SELECTED TEXT:
↓↓↓

This chapter describes the features and capabilities of the IndigoVideo board and presents an annotated sample program that displays live video input in a graphics window to help you get started with the IndigoVideo Library.
In this chapter:
“IndigoVideo Basics” describes the features and I/O functions of the IndigoVideo board.
“A Simple Program for Getting Started with IndigoVideo” presents a simple IndigoVideo application that demonstrates the use of the most basic IndigoVideo Library routines.
For an introduction to basic video concepts, read Chapter 11, “Video Basics,” in Part III, “Video Programming,” and consult the Glossary at the end of this guide for definitions of video terms.
This section describes the IndigoVideo board and its I/O interface.
The IndigoVideo board attaches to the Indigo Entry Graphics board in your Indigo workstation. On the back of the board is an I/O panel with a number of video connectors, which you can use to attach video devices to the IndigoVideo board. The IndigoVideo board translates video signals into a form usable by the IRIS Indigo workstation. It also does the reverse, translating graphics from the IRIS Indigo display into video signals.
The IndigoVideo hardware supports the two most popular broadcast standards, the National Television Systems Committee (NTSC) composite video standard and the Phase Alternated by Line (PAL) standard.
You can record video signals in a variety of videotape formats: S-VHS and Hi-8mm are two examples of common videotape formats. Although IndigoVideo doesn't distinguish between individual tape formats, you need to know what kind of connector your video equipment uses. The IndigoVideo board has two kinds of input connectors: composite and S-Video.
Most home VCRs use composite connectors. S-Video, on the other hand, carries the color and brightness components of the picture on separate wires; hence, S-Video connectors are also called Y/C connectors. Most S-VHS and Hi-8mm VCRs feature S-Video connectors.

↑↑↑

INFORMATION PROVIDED:

↓↓↓

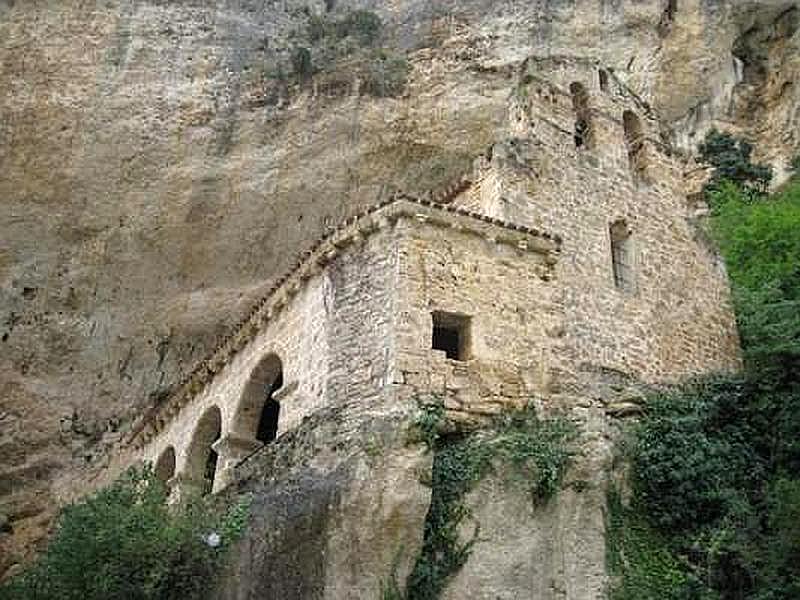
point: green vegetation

↑↑↑

Update the IndigoVideo passage from "The IndigoVideo hardware" to "Line (PAL) standard.", replacing "most popular" with "most widely used". You can set the material aside; nothing here depends on it.

The IndigoVideo hardware supports the two most widely used broadcast standards, the National Television Systems Committee (NTSC) composite video standard and the Phase Alternated by Line (PAL) standard.